EXERCISE BRIEF: Collect every line of the records below that contains the string "black", and copy each one. Case counts, so match capitals and lowercase letters precisely.

** BEGIN MATERIAL SUPPLIED **

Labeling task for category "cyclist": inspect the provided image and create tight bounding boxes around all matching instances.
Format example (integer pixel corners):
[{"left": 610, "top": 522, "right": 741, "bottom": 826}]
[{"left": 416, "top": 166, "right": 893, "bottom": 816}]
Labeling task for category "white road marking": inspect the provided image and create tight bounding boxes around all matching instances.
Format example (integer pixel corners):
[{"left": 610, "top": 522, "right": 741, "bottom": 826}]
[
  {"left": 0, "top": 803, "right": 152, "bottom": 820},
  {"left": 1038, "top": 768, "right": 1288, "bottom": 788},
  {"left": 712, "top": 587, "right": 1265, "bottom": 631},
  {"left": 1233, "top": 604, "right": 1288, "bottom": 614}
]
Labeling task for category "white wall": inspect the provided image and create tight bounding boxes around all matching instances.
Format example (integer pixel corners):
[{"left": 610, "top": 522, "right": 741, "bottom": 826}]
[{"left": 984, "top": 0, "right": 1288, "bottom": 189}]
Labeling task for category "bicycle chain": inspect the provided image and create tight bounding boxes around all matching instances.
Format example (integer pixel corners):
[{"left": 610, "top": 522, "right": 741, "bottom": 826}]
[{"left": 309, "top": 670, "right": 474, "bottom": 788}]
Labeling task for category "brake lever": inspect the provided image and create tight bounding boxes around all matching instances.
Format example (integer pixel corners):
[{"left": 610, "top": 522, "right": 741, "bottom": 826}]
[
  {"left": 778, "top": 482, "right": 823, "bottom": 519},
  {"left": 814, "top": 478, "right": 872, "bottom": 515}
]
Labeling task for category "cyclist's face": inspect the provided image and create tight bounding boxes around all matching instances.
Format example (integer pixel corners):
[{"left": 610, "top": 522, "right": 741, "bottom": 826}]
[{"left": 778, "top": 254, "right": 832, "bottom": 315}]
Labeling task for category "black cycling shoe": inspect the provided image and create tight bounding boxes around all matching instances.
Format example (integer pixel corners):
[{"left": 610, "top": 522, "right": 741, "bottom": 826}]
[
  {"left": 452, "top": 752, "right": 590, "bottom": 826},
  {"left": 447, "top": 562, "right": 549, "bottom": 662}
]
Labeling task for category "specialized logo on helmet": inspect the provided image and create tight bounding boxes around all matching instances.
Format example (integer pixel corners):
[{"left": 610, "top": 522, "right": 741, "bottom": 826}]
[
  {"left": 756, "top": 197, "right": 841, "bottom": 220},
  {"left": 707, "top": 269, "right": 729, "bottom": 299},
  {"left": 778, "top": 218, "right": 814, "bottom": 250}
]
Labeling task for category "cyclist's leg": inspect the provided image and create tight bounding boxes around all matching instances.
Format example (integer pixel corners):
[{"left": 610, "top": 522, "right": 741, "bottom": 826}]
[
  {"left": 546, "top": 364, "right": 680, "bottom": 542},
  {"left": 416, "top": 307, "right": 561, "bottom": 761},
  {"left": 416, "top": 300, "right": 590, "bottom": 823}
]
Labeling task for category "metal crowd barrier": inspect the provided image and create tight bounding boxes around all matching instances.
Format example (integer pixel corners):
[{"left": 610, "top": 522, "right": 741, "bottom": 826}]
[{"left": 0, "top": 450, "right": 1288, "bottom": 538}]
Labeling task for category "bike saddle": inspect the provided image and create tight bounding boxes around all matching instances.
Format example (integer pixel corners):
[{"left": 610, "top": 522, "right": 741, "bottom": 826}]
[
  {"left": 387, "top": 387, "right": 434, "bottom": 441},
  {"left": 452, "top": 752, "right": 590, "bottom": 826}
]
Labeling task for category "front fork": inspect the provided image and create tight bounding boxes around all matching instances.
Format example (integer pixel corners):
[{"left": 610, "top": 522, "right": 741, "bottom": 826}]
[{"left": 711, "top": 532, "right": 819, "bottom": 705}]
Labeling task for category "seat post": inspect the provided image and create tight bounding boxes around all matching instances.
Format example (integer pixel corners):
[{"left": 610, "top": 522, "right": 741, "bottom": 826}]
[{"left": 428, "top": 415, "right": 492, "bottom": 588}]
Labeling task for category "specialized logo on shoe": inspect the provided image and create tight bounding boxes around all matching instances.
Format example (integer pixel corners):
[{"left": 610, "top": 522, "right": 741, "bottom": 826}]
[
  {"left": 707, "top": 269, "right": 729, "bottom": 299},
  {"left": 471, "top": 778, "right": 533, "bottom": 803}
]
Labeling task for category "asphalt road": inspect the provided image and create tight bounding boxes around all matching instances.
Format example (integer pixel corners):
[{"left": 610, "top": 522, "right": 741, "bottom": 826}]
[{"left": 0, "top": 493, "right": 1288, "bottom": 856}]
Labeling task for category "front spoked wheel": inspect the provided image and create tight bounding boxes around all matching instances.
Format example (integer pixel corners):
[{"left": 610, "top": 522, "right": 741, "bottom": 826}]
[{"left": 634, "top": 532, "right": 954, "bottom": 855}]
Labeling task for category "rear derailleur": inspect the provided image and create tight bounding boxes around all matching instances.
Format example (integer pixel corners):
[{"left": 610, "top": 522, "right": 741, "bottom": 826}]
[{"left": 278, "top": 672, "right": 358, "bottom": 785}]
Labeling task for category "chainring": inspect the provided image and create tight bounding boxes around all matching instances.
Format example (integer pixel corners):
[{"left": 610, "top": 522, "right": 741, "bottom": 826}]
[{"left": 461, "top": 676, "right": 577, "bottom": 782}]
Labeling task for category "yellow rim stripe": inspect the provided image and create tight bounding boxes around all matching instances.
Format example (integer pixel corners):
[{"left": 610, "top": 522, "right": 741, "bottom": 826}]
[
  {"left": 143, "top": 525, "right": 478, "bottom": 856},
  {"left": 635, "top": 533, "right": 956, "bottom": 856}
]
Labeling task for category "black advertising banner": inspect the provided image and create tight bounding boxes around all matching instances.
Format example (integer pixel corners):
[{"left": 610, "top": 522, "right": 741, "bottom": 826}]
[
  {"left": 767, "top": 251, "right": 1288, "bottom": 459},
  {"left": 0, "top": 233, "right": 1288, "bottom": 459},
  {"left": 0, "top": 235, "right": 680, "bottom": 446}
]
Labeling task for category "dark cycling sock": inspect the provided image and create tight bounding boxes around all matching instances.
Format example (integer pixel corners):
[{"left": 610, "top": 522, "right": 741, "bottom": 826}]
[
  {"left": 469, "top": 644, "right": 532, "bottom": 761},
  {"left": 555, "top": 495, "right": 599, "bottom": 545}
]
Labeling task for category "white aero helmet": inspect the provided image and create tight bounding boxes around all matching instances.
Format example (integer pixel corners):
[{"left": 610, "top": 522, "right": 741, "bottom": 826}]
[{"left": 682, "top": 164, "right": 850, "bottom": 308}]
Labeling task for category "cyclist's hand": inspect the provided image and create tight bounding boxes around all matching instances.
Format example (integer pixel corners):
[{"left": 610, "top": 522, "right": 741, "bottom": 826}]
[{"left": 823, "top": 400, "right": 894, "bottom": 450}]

** END MATERIAL SUPPLIED **

WORKED SOLUTION:
Labeling task for category "black cycling shoe": inspect the provided image and create tight bounding boxes around all matching instances.
Labeling task for category "black advertising banner": inspect the provided image and create tight bounding boxes around all matching instances.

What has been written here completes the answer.